SHORT EXERCISE:
Write the next few paragraphs of the open letter to G. Douglas Atkins below, picking up after its last sentence.

EXCERPT:
To His Nibs, G. Douglas Atkins—Just in Case You're Serious about Your Not-So-Modest Proposal

Cynthia L. Selfe

I am tired of pissing contests.1

I am tired of literary scholars and nonfiction writers who scorn composition teachers.

I am tired of blusterers who pronounce prose written with the pen to be purer, more finely crafted, more "comely" than the words and images created on a computer screen.

I am tired of grown men who use overworked and underpaid women to do their typing and then have the temerity to posture about the democratic nature of their behavior. I am tired of essay writers who think that all the strength and vigor and pain of language could ever be contained in a single genre, in one holy form, in one blessed medium. That's nuts.

I think you must be afraid, G. Doug.

Carole Maso has said this very thing about others who write like you. And I agree.

What you love is disappearing; what you do well is disappearing. And these sad events portend your own death. They show you the future—and you don't like what you see.

"You want it to be ludicrous, the future, easily dismissable. Like me. . . . . . . You can't see a place for yourself in it and it frightens you," Carole Maso writes (54).

Well, the future will come—regardless—and we will all die. But death and the changes it brings are no excuses for narrow-mindedness or intolerance.

Suck it up, and walk it off. Your arguments are lame.

You went to school and learned how to write essays. Terrific. And you can quote Montaigne, Pope, White, Barthes. That's swell. I'm with you so far. Their minds, their thinking, are well worth loving and honoring and studying carefully. And Dillard and Ozick, too, benefit readers who pay close attention. In fact, the luster of Dillard's words and the polish of Ozick's language lend brilliance to your own prose. Your writing is "muscular and comely"— truthfully. And I'll bet you're a great teacher.

You give good words, G. Doug.

But your heart is small and your mind is dark.

You admit to only one literacy and refuse so many more. You valorize one medium, one implement, when there are so many more.

With this mindset, you're sure to miss some very cool students who could give your Rachel Orr a run for her pen-nibbling money. And you are also sure to insult incisive and talented colleagues who might be willing—barring the dismissive characterizations contained in your proposal—to talk about productive ways to help students write.

To these folks, the apologetic quotation marks that are meant to distance your concerns, your methods, from those of common "compositionists" serve only to mark the chasm constructed by your fear.

Don't think we're fooled by your sham reluctance to "flog" these "opponents."

You must think you're better, G. Doug. You must think you're superior.

But your compositionist colleagues aren't dumb. They're also teachers of writing who struggle to help students wrest meaning from their lives, to blow carnival glass from molten experience.

Here's a good example, G. Doug: Randy Freisinger, a colleague who is a compositionist and a poet and a nonfiction author, uses computers and pens to craft words, to reflect on experience. I think he'd also use a stick to scratch runes on a blessed piece of tree bark if that worked.

So why write, "The pilgrim-writer progresses when required to produce essays, personal writing that, instead of merely chronicling experience, makes meaning by deriving significance"?

DATA SECTION:
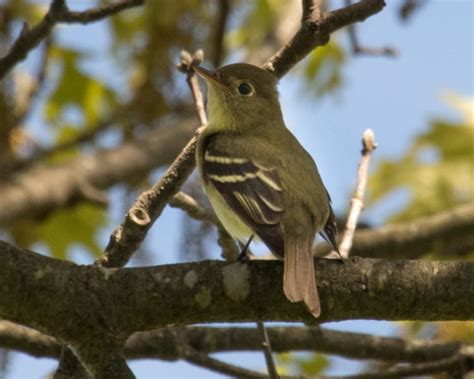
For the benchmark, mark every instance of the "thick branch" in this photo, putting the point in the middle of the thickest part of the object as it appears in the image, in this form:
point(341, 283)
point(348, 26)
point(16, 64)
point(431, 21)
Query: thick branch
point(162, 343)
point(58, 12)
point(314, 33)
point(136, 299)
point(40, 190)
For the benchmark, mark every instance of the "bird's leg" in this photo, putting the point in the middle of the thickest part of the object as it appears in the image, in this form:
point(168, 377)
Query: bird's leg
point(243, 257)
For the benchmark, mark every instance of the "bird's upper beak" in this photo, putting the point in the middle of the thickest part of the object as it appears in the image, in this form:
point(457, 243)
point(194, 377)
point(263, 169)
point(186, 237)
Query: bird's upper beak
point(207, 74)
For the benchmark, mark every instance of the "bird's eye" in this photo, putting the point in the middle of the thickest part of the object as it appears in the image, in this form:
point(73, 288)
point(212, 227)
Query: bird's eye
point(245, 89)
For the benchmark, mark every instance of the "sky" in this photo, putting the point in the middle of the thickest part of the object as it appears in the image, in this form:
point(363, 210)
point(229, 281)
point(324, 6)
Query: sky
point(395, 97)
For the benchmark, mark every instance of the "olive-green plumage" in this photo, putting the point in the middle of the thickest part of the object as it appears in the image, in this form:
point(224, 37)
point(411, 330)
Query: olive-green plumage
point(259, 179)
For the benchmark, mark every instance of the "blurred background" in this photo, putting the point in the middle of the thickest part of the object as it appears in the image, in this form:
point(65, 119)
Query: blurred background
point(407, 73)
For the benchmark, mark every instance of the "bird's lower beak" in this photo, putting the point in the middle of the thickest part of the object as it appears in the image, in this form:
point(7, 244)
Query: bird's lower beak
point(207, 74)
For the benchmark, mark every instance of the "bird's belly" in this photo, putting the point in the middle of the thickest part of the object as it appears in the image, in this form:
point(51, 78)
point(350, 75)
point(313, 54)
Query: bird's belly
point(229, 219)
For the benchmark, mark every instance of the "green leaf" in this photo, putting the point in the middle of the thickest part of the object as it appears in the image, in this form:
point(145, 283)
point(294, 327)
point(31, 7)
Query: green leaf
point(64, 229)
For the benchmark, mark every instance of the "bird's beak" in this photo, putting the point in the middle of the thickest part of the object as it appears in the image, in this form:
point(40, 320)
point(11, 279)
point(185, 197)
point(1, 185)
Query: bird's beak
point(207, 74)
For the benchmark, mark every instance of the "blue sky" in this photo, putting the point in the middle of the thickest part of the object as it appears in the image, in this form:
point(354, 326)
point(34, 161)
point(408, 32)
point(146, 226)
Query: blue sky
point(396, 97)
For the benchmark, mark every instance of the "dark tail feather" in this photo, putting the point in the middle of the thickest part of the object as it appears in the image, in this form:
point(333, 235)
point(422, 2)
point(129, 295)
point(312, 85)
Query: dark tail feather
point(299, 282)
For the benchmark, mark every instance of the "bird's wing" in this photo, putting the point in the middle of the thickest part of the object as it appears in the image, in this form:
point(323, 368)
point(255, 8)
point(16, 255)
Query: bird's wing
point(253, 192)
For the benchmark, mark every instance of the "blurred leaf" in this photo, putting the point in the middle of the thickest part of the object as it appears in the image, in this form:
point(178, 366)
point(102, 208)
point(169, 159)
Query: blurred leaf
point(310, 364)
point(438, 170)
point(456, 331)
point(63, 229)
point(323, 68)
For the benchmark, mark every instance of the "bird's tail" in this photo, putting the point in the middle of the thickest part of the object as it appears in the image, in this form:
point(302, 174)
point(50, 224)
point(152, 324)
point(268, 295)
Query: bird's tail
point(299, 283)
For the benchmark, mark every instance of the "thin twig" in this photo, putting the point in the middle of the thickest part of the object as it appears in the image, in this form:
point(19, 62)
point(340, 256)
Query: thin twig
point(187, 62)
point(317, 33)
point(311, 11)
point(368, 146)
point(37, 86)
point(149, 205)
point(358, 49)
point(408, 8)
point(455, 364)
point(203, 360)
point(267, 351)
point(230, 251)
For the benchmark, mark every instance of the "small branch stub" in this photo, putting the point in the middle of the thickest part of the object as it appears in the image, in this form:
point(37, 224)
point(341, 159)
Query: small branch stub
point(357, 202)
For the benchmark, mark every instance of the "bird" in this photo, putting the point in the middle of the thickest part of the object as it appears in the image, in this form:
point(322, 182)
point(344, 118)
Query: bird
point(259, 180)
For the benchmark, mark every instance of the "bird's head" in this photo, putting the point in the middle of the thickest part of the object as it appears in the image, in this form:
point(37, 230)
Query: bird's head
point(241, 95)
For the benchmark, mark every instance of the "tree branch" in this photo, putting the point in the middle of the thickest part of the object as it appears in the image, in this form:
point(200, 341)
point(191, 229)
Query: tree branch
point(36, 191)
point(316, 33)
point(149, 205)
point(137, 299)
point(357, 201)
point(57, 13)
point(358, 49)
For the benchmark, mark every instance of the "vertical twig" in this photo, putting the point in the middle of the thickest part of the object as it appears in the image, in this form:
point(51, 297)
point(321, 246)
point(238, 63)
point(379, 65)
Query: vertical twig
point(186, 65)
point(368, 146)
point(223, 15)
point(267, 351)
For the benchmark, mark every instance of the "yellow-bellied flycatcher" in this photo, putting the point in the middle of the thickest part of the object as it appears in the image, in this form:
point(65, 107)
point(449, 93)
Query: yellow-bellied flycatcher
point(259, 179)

EXERCISE RESPONSE:
Randy's teaching, I think, declines to honor the gaps you construct with your not-so-modest proposal. His quietly inspired gift is the ability to help students find their own ways of making meaning, their own ways of wrestling with sinewy, concentrated strength of purpose—the complex intellectual demands of autobiography, poetry, memoir, journal, hypertext, collage, narrative, news reports, and essays. Each of these forms musters its own deft defenses; each crouches for the takedown, defying reach and will, slipping the hold of mastery. Each lures writers onto the mat with a different kind of promise.

Randy's own writing, too, belies those six-foot genre fences you throw up in fear. Here's a newspaper story/poem/essay by this talented writer-pilgrim who progresses not through one form, but many:

The Catch

Baby Hurtles from Tenement Window;
Ex-Tight End Makes Save
—newspaper headline

They say the Lord's eye sees
every precious thing, and she
was that, even to a father blind with rage who
stripped her from her mother's grasp
and, four floors up, threw
her through the curtained window's glass.

Something dark and ravening flew
with that child into the first sluice
of Brooklyn's morning light. Fear
said: Cover your eyes! to a man
looking up from the cankered street. Here,
as always, said his rough instinctual hands.

Blank, absent, he made the catch
of a lifetime. Sweet Jesus, Oh match
struck at random in this catacombed night!
Children still are falling, falling fast
and something takes with black delight
our marbled hearts for its repast.

Fated Savior, sate with gall this appetite.
Fix us with your stony eye.
Catch us with your bony arms at last.

As my grandmother said, it takes all kinds. Why insist that you, alone, know what a teacher of writing must do? By what particular path or genre a writer progresses? What technology a writer should use?

Why let fear take you to that ugly and arrogant place?

Who are you—you Levenger man, you nib licker, you essay pimp—to accuse your colleagues of being boring or dangerous to students? How can you—while squeezing out an "adumbrated" and describing a "blank page thus inclined"—think that your terminal elitism enacts less violence on the writing, the experiences, the development of students in Lawrence, Kansas, or anywhere else?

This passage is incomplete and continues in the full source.